To be born is to be given life, but it is also to be given death. A non-living thing can’t die. I’ve known this since I was five years old. That story I already blogged.

We are dust, we are star dust, we are fallen and falling. And the inevitable end awaits us at the end of our fall through space and time.

But the dream says to me what Soren Kierkegaard said…or I think is what he was trying to say, when he said that in the end life asks you only one question--have you lived in despair--or not?

The baby in the dream, the baby that is me, that is you, that is all human beings who fall into this living death. And the baby chooses life. Chooses to fall. And in the end, he says thank you. And each of us must find the hope and faith within ourselves to do the same. To see the suffering, the pain, the despair, the ouches and the heartbreaks and the inevitable crumbling of even our own bodies it took us so long to get comfortable in. It will all fall away. Ashes to ashes, we all fall down.

Is it worth it? Is it worth that falling apart, that falling away, that falling down to feel the wind against your face, the touch of another, the revelations of the world for the few brief frames our eyes glimpse and the few brief notes we hear between being dropped into this existence and passing out of it once again?

Is it worth it?

Can any of us, at the end, bloodied and broken on the floor, still smile and with faith say yes?

For now, I can only hope so.

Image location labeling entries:
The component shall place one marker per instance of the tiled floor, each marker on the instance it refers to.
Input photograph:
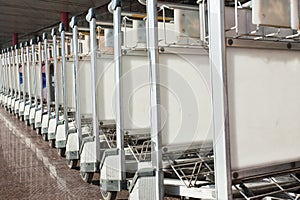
(30, 169)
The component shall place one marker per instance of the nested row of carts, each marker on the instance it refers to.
(204, 104)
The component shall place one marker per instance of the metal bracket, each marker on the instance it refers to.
(91, 14)
(73, 22)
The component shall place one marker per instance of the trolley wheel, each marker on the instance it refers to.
(39, 130)
(52, 143)
(61, 152)
(72, 163)
(87, 176)
(45, 137)
(109, 195)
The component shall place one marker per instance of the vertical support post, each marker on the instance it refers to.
(28, 71)
(39, 40)
(53, 33)
(14, 39)
(116, 7)
(9, 71)
(91, 18)
(1, 71)
(74, 26)
(156, 154)
(32, 42)
(12, 66)
(17, 71)
(65, 20)
(23, 71)
(5, 74)
(217, 56)
(64, 74)
(45, 38)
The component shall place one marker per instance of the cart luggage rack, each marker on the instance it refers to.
(273, 187)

* [Exercise 1] In the reflection on life and death, the sentence beginning "To see the suffering" lists what each of us must see. Give every item on that list.
* [Exercise 2]
Say whether each statement agrees with the reflection on life and death. Answer yes or no and quote the words of the text that decide it.
(a) The writer has known since age five that a non-living thing cannot die.
(b) In the dream, the baby refuses to fall.
(c) The writer is sure the answer to the final question is yes.
* [Exercise 3] Continue the reflection on life and death from its last sentence.

* [Exercise output 1]
- the suffering
- the pain
- the despair
- the ouches
- the heartbreaks
- the inevitable crumbling of even our own bodies

* [Exercise output 2]
(a) Yes: "I’ve known this since I was five years old."
(b) No: "And the baby chooses life. Chooses to fall."
(c) No: "For now, I can only hope so."

* [Exercise output 3]
Shouldn’t we look at our life from both ends? Shouldn’t we marvel that we get to experience anything at all? Imagine asking yourself, if you had the power of speech, newly born and fallen into the world, wouldn’t you like to EXPERIENCE? Wouldn’t you like to EXIST? Wouldn’t you be curious? Wouldn’t you want to KNOW? Yes, joy and laughter and love. But wouldn’t you want to know the rest? Sorrow and failure and heartbreak and despair? Wouldn’t you be curious? Wouldn’t you insist that your creator give you the chance? The opportunity? Wouldn’t you insist on a universe or a force or a God or random chance that didn’t always catch you? That let you fall? So that you could know the most exquisite existing of all--that of the bittersweet. The mixing of memory and desire, joy and its loss.

I’m that curious. I would have asked for this. All of this. So thank you to whatever or whoever dropped me into this existence, falling and fallen.

I know what it is to fall. And yes, today at least I can say it’s worth every single solitary moment.